Lettre ouverte de Shimon Samuels publiée en anglais dans le Jerusalem Post
le 6 mai 2018
https://www.jpost.com/Opinion/An-open-letter-to-Jeremy-Corbyn-553588
« Vous, chef du Parti travailliste britannique, par votre silence vous avez cautionné une nouvelle forme de haine : l’agression sexuelle antisémite. »
Jeremy Corbyn, chef du parti britannique de l’opposition,
le Parti travailliste (photo Peter Nicholls/Reuters).
Monsieur Corbyn,
En tant que membre du Parti travailliste, mon oncle, Simon Bromberg, s’était joint en 1936 à la lutte contre l’Union britannique des fascistes – les Chemises noires d’Oswald Mosley –, lutte qui avait pris le nom de « bataille de Cable Street » et qui se déroulait dans le quartier est de Londres, à la forte concentration de Juifs.
Quant à moi, je suis né à la fin de la Deuxième Guerre mondiale, et j’ai été élevé avec la conscience aiguë qu’une bande d’eau de 40 km avait sauvé ma famille de la Shoah, perpétrée de l’autre côté de la Manche.
★ ★ ★ ★ ★ ★ ★
▸ **Travail demandé**
A) Indiquez uniquement le nombre de lignes ci-dessous qui contiennent la chaîne « black ».
B) Prolongez la lettre ouverte à Jeremy Corbyn reproduite ci-dessus en reprenant après sa dernière phrase.

▸ **Données de l'exercice**
★ ★ ★ ★ ★ ★ ★
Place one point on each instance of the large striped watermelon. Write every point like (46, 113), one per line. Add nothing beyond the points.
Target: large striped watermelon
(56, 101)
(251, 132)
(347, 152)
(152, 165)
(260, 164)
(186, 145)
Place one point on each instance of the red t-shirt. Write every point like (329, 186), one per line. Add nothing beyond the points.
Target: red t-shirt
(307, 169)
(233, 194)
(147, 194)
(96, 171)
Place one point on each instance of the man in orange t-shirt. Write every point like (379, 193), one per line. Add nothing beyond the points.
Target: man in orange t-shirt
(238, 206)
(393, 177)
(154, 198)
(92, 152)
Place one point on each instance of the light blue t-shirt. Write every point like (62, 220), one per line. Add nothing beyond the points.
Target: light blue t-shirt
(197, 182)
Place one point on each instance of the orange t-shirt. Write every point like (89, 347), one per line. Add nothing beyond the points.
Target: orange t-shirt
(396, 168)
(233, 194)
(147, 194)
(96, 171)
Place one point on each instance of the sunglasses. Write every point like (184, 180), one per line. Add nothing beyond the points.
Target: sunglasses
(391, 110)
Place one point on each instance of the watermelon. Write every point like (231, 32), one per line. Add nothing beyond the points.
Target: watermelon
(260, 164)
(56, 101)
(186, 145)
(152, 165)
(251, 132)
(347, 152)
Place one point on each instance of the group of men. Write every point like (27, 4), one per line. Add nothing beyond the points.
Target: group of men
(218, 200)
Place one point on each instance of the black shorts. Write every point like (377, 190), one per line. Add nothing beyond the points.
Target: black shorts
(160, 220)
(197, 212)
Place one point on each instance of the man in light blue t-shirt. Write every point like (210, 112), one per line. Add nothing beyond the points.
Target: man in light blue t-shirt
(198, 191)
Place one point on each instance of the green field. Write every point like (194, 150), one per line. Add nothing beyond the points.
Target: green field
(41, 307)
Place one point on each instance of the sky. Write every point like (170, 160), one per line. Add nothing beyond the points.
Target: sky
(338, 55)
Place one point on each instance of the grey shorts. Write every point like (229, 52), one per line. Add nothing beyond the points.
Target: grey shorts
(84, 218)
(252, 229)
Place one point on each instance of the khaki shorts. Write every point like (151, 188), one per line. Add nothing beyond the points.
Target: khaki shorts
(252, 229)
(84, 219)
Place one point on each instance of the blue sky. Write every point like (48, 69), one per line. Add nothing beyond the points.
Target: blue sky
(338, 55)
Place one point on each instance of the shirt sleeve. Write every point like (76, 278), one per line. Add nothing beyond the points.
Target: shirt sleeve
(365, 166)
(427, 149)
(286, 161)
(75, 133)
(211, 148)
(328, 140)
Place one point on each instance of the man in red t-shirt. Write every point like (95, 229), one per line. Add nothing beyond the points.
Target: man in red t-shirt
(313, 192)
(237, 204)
★ ★ ★ ★ ★ ★ ★
▸ **Résultats par tâche**
A) 2

B)
Dans les années 1960, alors que j’étais adolescent, j’ai embrassé la cause du Parti travailliste – contre l’apartheid et pour le désarmement nucléaire – en tant que membre du Mouvement de la jeunesse sioniste socialiste de Grande-Bretagne.
Au fil des ans, j’ai été témoin des liens entre les partis travaillistes britannique et israélien, ainsi qu’entre leurs syndicats respectifs et la Histadrout.
Malgré quelques divergences en politique étrangère, ils ont toujours entretenu des relations respectueuses : des Juifs collaboraient au sein du Parti travailliste contre une extrême droite renaissante, et le Parti condamnait inconditionnellement l’antisémitisme, même lorsqu’il était décelé dans ses propres rangs.
2005 a vu la naissance en Grande-Bretagne d’un mécanisme de surveillance et de lutte contre la haine anti-juive en général : le Groupe parlementaire multipartite contre l’antisémitisme, dirigé par le député travailliste John Mann. Cela a mené, en 2009, à la Coalition interparlementaire de lutte contre l’antisémitisme, une collaboration entre le gouvernement britannique et un groupe de travail mandaté par le Parlement européen. John Mann a travaillé à ces trois niveaux, national, régional et international.
Monsieur Corbyn, depuis votre accession à la tête du Parti travailliste, celui-ci est devenu une plateforme sans cesse grandissante d’incitation à la haine contre les Juifs. Malgré des efforts semble-t-il hésitants pour endiguer ce flux et une pseudo-enquête en cours, votre parti s’enlise de plus en plus dans ce bourbier.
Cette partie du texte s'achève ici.